### [HOW TO COMPLETE THIS TASK]
Repeat all of the entries, please, keeping each line exact.

### [Records excerpted from a collection]

- - - - - - -

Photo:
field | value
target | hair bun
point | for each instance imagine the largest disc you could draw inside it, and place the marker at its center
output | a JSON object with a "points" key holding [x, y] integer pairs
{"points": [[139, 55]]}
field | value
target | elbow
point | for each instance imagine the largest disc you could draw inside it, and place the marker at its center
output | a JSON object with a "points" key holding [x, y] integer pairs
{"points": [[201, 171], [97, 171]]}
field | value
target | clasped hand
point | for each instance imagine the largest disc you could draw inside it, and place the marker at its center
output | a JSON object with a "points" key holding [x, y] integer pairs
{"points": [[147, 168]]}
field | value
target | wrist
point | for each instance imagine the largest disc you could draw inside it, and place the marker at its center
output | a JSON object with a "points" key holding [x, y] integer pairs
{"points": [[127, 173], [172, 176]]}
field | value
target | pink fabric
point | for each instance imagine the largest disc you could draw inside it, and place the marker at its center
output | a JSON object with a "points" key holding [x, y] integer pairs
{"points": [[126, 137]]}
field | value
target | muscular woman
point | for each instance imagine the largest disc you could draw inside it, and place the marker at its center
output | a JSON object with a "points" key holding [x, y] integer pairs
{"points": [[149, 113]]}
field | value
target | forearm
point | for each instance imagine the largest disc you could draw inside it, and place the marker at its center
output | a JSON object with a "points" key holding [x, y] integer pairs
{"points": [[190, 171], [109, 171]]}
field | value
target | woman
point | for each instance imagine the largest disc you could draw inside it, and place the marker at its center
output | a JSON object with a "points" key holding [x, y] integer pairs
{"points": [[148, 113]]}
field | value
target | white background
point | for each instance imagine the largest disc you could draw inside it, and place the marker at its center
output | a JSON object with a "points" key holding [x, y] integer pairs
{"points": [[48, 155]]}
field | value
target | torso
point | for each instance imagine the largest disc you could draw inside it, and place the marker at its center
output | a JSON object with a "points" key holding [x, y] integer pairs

- - - - - - -

### [ANSWER]
Photo:
field | value
target | hair bun
point | for each instance imagine the largest disc you could draw inside it, and place the marker at its center
output | a JSON object with a "points" key holding [x, y] integer pairs
{"points": [[139, 55]]}
field | value
target | elbow
point | for each instance imagine the largest disc you could draw inside it, and place the marker at its center
output | a JSON object with a "points" key holding [x, y] integer pairs
{"points": [[201, 171], [97, 171]]}
field | value
target | clasped hand
point | for each instance imagine the largest disc you could draw inside it, and place the marker at its center
output | a JSON object with a "points" key holding [x, y] integer pairs
{"points": [[147, 168]]}
field | value
target | wrist
point | for each instance imagine the largest disc you could draw inside it, and place the marker at its center
output | a JSON object with a "points" key holding [x, y] integer pairs
{"points": [[127, 173], [172, 176]]}
field | value
target | pink fabric
point | for each instance imagine the largest disc you could draw inside it, and place the marker at its center
output | a JSON object with a "points" key holding [x, y] integer pairs
{"points": [[126, 137]]}
field | value
target | muscular woman
point | for each instance imagine the largest disc you could draw inside it, and place the marker at its center
output | a JSON object with a "points" key holding [x, y] integer pairs
{"points": [[149, 113]]}
field | value
target | forearm
point | for each instance imagine the largest disc you could draw inside it, and place the marker at its center
output | a JSON object with a "points" key holding [x, y] integer pairs
{"points": [[190, 171], [109, 171]]}
field | value
target | woman
point | for each instance imagine the largest disc you could draw inside it, and place the marker at its center
output | a JSON object with a "points" key holding [x, y] integer pairs
{"points": [[148, 113]]}
field | value
target | white background
point | for each instance imagine the largest disc you could draw inside it, and place the marker at its center
output | a JSON object with a "points" key holding [x, y] integer pairs
{"points": [[48, 155]]}
field | value
target | torso
point | for each instance imagine the largest disc you could draw inside it, and place the marker at its center
output | a JSON object with a "points" key holding [x, y] integer pairs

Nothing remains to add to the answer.